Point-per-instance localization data
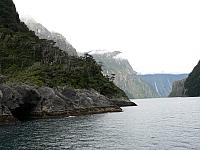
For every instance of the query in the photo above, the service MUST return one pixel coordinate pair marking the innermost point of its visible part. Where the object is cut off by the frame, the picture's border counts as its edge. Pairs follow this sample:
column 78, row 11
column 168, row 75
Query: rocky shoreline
column 24, row 102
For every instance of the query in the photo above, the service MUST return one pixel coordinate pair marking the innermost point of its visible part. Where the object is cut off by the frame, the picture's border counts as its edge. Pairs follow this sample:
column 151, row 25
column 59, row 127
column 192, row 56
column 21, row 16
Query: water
column 156, row 124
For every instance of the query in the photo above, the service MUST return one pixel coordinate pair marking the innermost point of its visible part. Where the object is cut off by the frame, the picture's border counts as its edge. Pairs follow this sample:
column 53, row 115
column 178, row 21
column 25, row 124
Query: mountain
column 44, row 33
column 162, row 83
column 125, row 77
column 39, row 80
column 178, row 88
column 192, row 83
column 190, row 86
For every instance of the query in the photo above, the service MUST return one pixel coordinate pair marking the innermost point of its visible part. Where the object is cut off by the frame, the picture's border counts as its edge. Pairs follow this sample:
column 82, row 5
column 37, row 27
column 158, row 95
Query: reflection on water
column 172, row 123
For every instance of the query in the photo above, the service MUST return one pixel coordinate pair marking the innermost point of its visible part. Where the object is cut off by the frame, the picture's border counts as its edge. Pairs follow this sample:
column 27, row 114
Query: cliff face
column 162, row 83
column 9, row 18
column 125, row 77
column 178, row 88
column 192, row 83
column 33, row 72
column 189, row 86
column 43, row 33
column 24, row 102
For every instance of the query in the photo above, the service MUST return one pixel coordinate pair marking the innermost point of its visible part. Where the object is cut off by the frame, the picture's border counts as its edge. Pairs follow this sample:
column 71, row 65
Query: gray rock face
column 25, row 102
column 178, row 89
column 43, row 33
column 125, row 77
column 162, row 83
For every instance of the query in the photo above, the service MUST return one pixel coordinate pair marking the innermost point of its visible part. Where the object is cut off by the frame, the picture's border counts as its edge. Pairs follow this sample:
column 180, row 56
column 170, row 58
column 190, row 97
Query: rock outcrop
column 178, row 89
column 24, row 102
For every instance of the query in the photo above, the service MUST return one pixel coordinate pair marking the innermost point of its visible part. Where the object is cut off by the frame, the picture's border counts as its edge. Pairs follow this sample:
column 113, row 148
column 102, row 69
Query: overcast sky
column 157, row 36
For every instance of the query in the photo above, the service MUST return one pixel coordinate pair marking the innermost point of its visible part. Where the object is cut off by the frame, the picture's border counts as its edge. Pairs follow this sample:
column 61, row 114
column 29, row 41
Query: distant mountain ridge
column 125, row 77
column 162, row 83
column 189, row 86
column 44, row 33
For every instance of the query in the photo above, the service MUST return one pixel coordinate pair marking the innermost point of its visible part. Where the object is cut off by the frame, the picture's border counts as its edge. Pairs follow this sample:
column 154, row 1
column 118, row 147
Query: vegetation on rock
column 25, row 58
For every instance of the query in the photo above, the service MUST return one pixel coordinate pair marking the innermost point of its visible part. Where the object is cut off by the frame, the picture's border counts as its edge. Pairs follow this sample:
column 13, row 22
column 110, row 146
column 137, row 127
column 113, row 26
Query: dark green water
column 156, row 124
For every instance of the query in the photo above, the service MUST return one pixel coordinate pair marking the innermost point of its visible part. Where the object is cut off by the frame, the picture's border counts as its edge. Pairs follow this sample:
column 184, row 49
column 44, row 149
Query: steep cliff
column 43, row 33
column 178, row 88
column 192, row 83
column 32, row 68
column 125, row 77
column 162, row 83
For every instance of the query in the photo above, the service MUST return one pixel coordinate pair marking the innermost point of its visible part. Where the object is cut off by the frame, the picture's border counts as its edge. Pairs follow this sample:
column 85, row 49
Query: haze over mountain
column 151, row 36
column 44, row 33
column 189, row 86
column 162, row 83
column 125, row 77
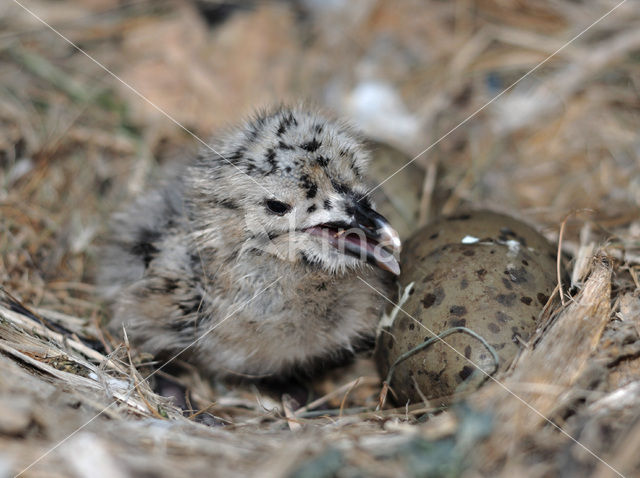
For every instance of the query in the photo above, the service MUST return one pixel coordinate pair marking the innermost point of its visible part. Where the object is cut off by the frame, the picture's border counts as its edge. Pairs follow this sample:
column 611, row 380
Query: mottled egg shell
column 481, row 270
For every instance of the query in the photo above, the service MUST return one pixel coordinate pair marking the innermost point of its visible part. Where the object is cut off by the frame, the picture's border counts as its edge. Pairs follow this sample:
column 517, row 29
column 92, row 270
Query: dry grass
column 75, row 145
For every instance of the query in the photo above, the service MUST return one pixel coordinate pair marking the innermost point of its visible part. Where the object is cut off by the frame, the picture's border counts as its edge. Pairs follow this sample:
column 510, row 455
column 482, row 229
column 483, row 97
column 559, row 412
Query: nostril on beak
column 376, row 226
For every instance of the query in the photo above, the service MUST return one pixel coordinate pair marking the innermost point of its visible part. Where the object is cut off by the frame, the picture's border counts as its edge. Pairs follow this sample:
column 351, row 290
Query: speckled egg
column 485, row 272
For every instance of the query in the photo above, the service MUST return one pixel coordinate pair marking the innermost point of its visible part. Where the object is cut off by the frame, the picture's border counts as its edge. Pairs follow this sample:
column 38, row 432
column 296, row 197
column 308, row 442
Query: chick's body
column 236, row 258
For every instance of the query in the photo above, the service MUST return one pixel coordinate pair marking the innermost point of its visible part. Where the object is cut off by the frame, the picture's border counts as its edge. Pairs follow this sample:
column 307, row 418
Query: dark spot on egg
column 458, row 310
column 502, row 317
column 542, row 298
column 433, row 298
column 465, row 372
column 506, row 299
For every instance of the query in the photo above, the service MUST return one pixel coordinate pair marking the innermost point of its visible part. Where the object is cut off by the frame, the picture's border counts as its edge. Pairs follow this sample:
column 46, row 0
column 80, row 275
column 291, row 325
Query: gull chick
column 258, row 258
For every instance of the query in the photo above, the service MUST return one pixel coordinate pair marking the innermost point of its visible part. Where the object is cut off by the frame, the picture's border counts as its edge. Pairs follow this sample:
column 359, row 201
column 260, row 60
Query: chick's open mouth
column 376, row 247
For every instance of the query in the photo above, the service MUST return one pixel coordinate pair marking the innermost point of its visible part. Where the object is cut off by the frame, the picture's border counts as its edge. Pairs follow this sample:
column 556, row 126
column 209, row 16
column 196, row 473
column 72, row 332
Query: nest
column 558, row 147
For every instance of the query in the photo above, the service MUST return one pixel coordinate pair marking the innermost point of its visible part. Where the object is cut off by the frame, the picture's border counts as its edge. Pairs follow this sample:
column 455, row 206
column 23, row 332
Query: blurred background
column 525, row 107
column 416, row 77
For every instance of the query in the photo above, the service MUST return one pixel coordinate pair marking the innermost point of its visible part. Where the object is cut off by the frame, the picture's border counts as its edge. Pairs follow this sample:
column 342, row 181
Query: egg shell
column 481, row 270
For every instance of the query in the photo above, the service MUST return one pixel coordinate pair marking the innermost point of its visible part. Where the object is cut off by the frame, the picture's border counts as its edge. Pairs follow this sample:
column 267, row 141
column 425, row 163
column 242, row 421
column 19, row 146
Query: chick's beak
column 381, row 245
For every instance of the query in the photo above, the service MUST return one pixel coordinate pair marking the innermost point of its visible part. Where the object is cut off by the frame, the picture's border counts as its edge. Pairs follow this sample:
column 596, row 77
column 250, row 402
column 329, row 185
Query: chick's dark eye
column 277, row 207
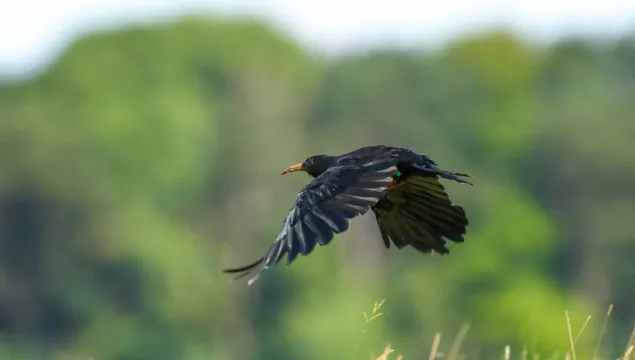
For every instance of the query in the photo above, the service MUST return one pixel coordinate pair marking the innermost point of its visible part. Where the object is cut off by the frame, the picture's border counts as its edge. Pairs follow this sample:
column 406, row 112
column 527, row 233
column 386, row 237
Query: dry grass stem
column 387, row 351
column 435, row 346
column 602, row 331
column 458, row 340
column 582, row 329
column 629, row 344
column 571, row 341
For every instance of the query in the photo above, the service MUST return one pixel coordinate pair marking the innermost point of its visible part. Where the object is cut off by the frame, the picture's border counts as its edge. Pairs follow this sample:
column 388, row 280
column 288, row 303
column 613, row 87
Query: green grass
column 455, row 349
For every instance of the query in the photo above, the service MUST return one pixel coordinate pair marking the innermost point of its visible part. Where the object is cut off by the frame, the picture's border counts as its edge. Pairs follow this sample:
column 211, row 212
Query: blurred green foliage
column 145, row 160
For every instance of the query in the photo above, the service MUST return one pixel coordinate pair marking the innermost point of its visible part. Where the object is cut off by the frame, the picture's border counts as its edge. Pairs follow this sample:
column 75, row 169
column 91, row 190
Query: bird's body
column 401, row 187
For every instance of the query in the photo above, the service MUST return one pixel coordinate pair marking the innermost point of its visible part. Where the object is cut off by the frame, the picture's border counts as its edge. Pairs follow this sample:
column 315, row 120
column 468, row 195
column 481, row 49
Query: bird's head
column 314, row 165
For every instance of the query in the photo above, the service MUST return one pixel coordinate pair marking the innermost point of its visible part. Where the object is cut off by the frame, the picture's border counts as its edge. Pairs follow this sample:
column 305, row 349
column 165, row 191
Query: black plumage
column 400, row 186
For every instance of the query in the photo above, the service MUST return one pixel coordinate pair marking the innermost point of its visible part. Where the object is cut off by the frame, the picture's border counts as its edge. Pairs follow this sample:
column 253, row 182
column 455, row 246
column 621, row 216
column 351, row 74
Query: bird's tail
column 446, row 174
column 255, row 269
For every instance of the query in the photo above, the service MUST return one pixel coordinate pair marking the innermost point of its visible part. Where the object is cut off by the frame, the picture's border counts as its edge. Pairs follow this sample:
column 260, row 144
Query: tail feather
column 255, row 269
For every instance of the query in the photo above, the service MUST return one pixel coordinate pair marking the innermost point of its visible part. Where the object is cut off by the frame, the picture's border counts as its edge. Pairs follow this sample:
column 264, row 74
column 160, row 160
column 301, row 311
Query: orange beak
column 292, row 168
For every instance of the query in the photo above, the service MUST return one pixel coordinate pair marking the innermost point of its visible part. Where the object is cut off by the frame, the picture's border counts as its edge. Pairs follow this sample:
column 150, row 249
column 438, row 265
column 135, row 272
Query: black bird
column 400, row 186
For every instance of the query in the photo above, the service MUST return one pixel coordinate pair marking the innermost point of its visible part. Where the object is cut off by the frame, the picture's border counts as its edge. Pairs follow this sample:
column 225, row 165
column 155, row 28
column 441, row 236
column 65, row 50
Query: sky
column 34, row 32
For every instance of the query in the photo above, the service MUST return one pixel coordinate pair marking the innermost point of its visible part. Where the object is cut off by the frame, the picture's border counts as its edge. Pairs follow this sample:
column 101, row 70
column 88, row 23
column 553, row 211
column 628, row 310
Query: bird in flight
column 401, row 187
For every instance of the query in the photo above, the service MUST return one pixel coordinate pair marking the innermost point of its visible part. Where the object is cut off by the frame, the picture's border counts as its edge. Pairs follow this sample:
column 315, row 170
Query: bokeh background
column 141, row 145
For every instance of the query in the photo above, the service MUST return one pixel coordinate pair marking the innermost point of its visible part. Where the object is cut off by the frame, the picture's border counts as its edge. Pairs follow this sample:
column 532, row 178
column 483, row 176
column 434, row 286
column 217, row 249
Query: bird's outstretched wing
column 322, row 209
column 418, row 212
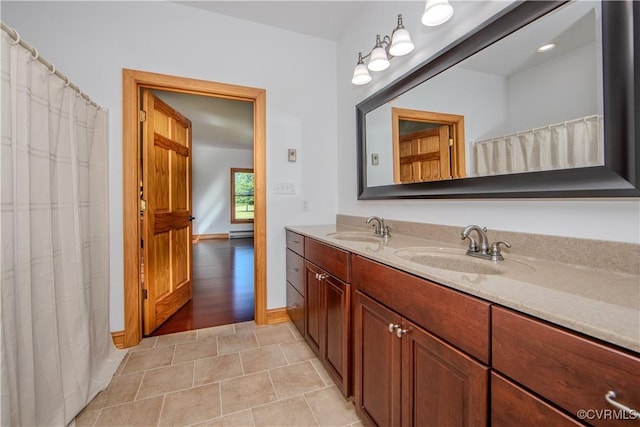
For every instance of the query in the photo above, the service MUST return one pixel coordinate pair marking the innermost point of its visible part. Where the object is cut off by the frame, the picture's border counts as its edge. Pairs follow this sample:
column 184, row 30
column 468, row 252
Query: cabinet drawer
column 295, row 307
column 335, row 261
column 573, row 372
column 295, row 270
column 511, row 405
column 460, row 319
column 295, row 242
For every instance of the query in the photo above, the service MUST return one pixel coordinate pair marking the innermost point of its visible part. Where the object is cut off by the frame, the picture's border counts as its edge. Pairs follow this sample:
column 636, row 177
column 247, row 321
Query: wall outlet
column 292, row 154
column 284, row 188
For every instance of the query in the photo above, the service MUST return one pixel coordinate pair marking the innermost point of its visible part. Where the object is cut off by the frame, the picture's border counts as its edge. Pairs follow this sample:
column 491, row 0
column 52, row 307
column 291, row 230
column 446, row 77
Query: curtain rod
column 566, row 122
column 52, row 68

▶ [What is expected]: Taking the entries above, restate exactly those lines that fall between the line with "column 455, row 246" and the line with "column 264, row 74", keeping both of those lines too.

▶ [Solution to the problem]:
column 455, row 246
column 621, row 216
column 351, row 74
Query: bird's tail
column 446, row 174
column 255, row 269
For every instance of the query in the photo above, the service MUST return one pixel coordinate pair marking the innermost point of its visible part. Where the object is cut off by the frame, the picture's border counts as its edge. Pairs follow this sample:
column 260, row 144
Query: tail feather
column 255, row 269
For every instance of the query in the photo above, the service MUST return one pixel coordinate pair marking the innermost point of its visible part. Where the object is cut off by the frame, the picture's border counts as its edge. Pairs follow this sample:
column 264, row 74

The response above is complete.